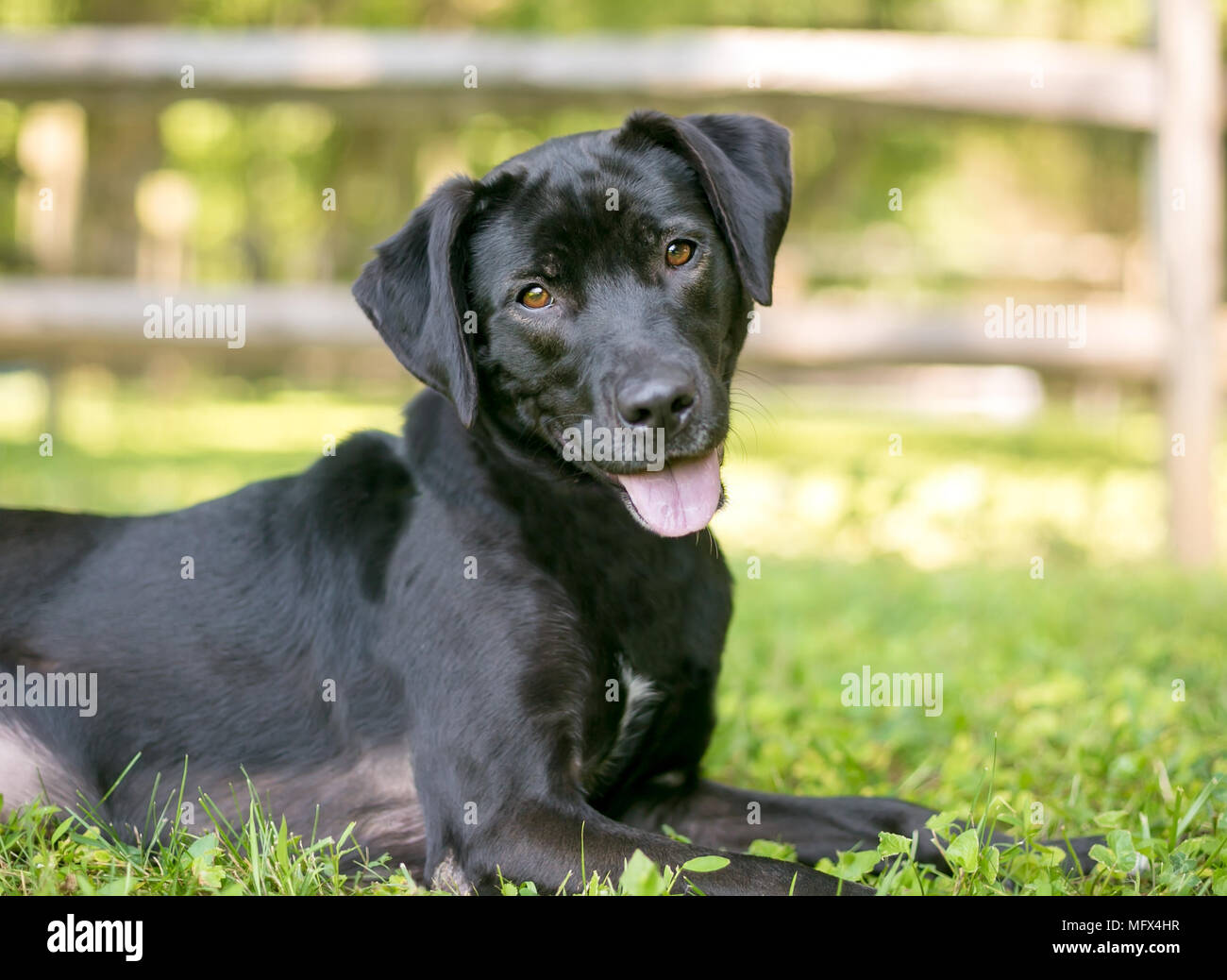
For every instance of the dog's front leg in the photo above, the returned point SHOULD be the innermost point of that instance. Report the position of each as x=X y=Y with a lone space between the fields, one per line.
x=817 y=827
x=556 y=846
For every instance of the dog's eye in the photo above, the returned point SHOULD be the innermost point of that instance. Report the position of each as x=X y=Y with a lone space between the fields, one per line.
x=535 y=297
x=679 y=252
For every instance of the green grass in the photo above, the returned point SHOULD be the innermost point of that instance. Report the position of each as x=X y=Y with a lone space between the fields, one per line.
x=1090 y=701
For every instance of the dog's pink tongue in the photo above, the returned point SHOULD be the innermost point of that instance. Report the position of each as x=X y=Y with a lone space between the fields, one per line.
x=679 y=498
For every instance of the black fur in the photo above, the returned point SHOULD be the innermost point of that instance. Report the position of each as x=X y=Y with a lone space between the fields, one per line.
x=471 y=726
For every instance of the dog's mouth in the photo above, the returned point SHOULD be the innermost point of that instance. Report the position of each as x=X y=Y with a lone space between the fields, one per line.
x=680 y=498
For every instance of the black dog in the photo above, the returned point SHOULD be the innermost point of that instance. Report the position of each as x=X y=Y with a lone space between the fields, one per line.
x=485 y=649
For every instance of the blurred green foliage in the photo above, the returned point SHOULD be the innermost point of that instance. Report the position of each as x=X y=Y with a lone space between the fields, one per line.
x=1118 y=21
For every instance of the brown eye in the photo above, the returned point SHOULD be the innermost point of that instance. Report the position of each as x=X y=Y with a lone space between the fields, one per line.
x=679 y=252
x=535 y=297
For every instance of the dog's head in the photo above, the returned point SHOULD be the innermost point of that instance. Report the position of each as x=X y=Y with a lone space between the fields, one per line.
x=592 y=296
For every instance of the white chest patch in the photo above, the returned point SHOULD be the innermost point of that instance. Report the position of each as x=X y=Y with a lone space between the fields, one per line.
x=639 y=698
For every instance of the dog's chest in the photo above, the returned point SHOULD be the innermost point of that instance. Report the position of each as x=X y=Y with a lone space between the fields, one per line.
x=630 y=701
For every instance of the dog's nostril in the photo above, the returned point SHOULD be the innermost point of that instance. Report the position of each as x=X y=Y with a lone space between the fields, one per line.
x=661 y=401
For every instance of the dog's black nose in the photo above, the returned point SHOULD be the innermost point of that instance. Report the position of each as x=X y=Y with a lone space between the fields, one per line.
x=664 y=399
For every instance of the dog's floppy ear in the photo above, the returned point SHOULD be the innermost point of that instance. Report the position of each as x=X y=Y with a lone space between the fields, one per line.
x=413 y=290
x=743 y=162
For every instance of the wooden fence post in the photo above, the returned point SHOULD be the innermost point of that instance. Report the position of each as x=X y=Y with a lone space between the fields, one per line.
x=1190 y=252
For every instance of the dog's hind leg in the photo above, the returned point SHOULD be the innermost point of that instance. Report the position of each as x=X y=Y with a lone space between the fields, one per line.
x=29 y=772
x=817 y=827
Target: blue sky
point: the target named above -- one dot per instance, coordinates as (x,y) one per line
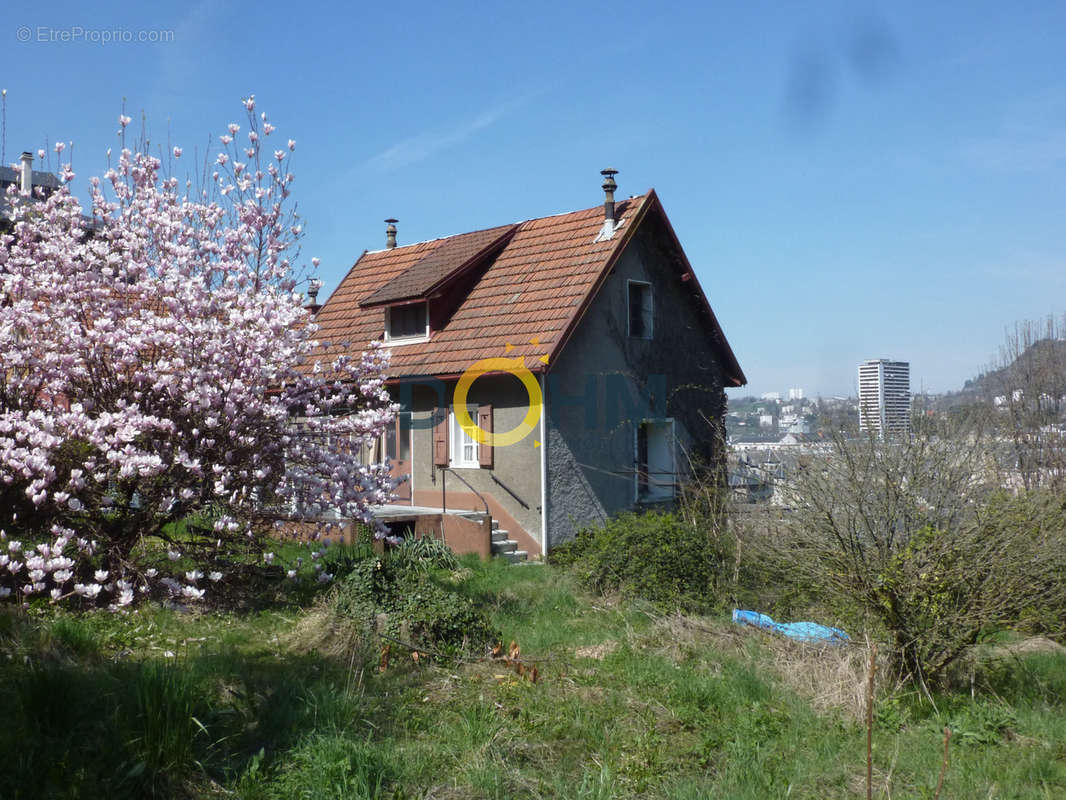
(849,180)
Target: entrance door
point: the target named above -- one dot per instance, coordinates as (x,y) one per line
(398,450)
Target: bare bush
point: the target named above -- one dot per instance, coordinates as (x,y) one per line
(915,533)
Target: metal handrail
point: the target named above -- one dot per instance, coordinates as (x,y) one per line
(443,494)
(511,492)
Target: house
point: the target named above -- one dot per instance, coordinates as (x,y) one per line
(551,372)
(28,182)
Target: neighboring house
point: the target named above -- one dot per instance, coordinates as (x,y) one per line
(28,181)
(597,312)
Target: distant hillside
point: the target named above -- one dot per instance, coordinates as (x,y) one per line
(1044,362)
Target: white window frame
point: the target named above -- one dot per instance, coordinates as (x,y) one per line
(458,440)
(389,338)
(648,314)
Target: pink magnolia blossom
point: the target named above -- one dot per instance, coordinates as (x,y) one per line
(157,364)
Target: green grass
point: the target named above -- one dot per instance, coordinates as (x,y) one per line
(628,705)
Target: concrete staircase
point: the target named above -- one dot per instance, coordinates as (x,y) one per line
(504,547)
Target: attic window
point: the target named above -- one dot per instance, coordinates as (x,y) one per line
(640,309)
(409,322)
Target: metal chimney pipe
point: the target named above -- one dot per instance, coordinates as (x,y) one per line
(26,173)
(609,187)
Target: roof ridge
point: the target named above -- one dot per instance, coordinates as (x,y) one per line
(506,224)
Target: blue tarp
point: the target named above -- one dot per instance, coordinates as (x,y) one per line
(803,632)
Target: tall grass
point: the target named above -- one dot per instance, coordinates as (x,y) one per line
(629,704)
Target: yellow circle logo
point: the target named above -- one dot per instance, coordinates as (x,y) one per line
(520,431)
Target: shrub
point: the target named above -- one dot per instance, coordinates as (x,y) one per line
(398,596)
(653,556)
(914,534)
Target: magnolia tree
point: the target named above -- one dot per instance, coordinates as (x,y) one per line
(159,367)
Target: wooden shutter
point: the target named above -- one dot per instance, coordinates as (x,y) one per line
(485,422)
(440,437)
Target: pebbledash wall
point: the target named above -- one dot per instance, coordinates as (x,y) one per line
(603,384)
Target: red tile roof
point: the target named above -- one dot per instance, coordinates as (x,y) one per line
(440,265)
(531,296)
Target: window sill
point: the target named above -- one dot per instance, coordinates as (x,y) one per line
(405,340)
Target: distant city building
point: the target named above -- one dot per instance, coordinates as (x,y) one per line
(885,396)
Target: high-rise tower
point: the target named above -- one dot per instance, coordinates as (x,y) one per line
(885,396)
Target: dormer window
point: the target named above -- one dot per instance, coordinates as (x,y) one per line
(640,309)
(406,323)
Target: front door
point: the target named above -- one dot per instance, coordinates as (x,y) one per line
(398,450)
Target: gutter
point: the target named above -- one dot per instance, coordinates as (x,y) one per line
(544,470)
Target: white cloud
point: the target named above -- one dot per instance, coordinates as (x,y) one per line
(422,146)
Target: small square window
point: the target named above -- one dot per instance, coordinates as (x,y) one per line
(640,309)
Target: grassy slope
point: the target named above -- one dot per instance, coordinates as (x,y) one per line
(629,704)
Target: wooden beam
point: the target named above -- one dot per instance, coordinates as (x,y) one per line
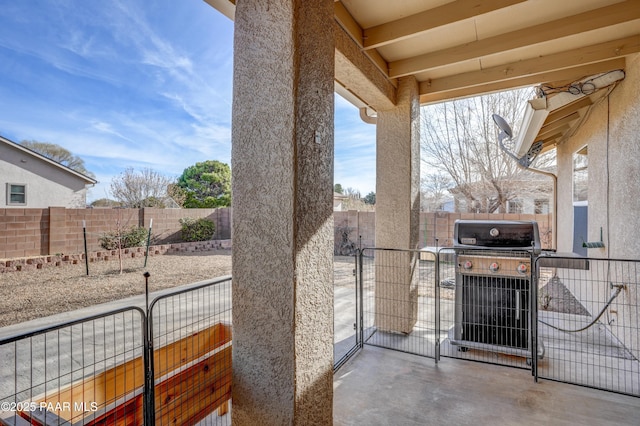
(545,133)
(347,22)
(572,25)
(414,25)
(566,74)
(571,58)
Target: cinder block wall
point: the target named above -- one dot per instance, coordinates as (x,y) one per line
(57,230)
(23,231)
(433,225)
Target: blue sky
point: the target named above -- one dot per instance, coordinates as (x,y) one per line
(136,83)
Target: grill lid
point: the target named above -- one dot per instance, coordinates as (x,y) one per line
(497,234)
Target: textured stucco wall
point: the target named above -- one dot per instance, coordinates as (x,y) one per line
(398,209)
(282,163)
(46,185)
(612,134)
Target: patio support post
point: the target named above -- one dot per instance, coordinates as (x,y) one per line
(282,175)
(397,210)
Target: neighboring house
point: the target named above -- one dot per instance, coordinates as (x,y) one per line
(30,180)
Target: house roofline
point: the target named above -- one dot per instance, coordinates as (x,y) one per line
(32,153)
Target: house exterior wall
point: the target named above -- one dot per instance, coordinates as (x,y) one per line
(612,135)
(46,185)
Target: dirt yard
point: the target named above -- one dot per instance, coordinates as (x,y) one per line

########

== TASK DIRECTIONS ==
What must be returned is a bare number, the count of lines in the entries holding the string "door".

== SOLUTION BELOW ==
2